**DATA TO PROCESS:**
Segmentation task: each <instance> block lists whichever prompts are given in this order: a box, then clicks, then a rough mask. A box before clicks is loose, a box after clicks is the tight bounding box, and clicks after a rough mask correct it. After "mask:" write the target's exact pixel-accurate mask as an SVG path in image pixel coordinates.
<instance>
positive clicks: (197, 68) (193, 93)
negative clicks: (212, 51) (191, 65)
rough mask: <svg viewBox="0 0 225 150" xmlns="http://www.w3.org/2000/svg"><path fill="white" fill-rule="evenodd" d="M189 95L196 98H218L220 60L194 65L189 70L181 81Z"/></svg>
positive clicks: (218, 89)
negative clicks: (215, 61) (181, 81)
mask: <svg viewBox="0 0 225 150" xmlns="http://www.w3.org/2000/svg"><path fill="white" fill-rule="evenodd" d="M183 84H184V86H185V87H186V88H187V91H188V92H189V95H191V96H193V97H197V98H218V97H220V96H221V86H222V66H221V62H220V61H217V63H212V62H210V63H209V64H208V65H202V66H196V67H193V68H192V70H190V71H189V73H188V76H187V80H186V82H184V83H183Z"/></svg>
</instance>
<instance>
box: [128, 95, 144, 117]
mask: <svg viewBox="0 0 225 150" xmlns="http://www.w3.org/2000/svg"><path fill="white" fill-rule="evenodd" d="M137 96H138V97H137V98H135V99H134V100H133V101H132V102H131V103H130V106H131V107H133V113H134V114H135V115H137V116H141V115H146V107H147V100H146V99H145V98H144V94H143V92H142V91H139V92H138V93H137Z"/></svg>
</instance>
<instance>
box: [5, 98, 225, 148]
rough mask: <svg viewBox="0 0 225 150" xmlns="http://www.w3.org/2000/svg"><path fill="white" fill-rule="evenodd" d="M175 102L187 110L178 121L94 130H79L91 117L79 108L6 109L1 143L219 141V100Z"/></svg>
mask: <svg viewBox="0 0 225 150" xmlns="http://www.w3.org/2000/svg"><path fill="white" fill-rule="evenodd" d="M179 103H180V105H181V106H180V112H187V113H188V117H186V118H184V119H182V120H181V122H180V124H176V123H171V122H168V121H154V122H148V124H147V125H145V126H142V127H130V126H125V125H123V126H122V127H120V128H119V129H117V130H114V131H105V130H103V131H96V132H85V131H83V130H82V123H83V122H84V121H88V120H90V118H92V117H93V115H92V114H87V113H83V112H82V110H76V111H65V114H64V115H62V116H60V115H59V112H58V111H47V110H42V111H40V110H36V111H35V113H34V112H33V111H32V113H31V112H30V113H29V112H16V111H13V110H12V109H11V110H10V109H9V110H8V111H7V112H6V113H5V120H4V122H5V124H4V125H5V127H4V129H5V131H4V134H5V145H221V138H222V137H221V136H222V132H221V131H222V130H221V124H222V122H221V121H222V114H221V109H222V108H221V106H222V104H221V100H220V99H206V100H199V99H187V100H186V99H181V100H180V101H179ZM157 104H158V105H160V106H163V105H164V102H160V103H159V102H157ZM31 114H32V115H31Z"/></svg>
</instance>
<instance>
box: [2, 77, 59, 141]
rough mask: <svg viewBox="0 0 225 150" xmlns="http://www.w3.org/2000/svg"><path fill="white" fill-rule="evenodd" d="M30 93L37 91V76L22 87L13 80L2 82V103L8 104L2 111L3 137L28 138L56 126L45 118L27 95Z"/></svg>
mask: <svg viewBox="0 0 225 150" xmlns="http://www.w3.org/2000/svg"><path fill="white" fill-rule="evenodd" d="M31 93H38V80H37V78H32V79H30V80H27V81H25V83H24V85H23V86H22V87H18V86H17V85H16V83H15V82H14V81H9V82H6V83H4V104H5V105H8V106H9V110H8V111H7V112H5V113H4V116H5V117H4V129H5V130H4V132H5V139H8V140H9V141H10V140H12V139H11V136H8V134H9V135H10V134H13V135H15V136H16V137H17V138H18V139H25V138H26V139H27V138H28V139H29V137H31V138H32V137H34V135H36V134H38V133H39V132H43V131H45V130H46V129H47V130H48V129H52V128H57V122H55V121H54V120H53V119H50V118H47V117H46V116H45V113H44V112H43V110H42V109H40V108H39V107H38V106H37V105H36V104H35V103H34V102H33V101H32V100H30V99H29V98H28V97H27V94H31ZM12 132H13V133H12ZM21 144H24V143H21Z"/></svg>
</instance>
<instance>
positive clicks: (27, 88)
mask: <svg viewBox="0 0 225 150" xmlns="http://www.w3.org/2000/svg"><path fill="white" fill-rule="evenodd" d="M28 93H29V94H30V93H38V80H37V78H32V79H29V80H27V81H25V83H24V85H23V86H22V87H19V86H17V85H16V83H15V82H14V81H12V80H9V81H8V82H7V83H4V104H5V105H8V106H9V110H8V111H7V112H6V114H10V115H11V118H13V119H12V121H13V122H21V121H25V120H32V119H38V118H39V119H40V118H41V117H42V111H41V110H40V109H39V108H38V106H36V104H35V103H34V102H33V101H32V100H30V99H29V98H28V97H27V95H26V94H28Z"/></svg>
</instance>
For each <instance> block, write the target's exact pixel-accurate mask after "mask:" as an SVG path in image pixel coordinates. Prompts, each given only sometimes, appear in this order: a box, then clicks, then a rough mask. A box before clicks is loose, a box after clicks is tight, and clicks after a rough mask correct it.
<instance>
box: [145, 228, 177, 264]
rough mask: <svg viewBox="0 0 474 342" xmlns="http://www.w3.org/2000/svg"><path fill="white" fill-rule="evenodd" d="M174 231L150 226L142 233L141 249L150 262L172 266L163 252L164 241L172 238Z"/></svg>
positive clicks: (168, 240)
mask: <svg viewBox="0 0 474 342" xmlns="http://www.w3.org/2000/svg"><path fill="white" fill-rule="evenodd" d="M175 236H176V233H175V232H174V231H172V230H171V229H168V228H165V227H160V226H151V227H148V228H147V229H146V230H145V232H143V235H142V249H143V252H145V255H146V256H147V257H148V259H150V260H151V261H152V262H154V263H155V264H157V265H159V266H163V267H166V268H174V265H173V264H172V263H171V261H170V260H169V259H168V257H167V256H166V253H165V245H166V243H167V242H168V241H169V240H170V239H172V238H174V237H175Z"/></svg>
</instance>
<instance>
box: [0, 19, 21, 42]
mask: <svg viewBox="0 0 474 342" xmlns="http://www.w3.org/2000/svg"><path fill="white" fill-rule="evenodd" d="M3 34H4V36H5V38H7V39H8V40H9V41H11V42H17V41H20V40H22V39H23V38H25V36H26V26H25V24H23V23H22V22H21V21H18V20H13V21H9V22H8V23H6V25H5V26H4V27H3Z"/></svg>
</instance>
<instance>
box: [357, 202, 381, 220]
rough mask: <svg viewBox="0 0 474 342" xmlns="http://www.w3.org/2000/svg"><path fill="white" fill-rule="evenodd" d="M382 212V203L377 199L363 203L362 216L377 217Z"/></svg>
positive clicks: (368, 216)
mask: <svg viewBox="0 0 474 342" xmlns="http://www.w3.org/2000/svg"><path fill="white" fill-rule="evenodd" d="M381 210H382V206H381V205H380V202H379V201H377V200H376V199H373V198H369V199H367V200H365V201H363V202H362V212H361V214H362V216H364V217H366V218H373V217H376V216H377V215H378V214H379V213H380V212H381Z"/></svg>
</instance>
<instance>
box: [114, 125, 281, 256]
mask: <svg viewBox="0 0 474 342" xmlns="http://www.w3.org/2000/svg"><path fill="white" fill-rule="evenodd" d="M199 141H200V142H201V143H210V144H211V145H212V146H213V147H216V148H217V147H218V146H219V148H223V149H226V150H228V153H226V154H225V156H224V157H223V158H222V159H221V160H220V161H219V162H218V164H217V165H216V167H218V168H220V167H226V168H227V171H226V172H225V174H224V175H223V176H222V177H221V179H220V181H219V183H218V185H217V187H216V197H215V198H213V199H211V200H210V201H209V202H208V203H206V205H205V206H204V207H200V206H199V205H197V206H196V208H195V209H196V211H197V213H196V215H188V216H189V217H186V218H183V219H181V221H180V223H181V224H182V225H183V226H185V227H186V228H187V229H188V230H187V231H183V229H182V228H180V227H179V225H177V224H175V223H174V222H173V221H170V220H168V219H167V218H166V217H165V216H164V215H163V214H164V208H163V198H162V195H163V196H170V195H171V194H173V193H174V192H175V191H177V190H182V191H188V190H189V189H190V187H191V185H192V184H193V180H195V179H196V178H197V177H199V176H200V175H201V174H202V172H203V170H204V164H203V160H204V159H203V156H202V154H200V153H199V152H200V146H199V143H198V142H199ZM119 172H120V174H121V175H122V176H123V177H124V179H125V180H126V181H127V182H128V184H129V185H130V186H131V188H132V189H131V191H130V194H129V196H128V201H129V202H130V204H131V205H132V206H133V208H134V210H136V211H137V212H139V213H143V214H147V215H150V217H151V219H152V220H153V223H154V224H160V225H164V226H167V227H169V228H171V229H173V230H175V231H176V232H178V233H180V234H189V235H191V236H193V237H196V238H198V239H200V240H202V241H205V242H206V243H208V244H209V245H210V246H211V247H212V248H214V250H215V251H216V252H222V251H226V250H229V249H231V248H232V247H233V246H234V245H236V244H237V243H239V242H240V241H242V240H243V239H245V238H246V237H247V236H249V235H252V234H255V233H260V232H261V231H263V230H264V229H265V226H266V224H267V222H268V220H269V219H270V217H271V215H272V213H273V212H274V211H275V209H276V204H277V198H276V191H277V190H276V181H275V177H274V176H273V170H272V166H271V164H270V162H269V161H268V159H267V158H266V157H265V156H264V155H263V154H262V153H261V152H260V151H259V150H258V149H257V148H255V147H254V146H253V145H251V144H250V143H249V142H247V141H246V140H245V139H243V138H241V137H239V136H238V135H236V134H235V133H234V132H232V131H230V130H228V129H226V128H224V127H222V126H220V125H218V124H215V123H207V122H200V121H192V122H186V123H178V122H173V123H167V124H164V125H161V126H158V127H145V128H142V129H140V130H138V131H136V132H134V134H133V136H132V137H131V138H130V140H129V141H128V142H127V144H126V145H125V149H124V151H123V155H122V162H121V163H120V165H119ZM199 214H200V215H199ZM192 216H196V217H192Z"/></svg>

**HOW TO COMPLETE THIS TASK:**
Beginning with the first line of the records above, reproduce each line exactly, ending at the line that contains "negative clicks: (212, 51) (191, 65)", and leave out everything else.

**COMPLETED EXERCISE:**
Segmentation task: each <instance> block lists whichever prompts are given in this order: a box, then clicks, then a rough mask. A box before clicks is loose, a box after clicks is the tight bounding box, and clicks after a rough mask correct it. After "mask:" write the target's exact pixel-accurate mask as an SVG path in image pixel coordinates.
<instance>
positive clicks: (197, 68) (193, 93)
negative clicks: (212, 51) (191, 65)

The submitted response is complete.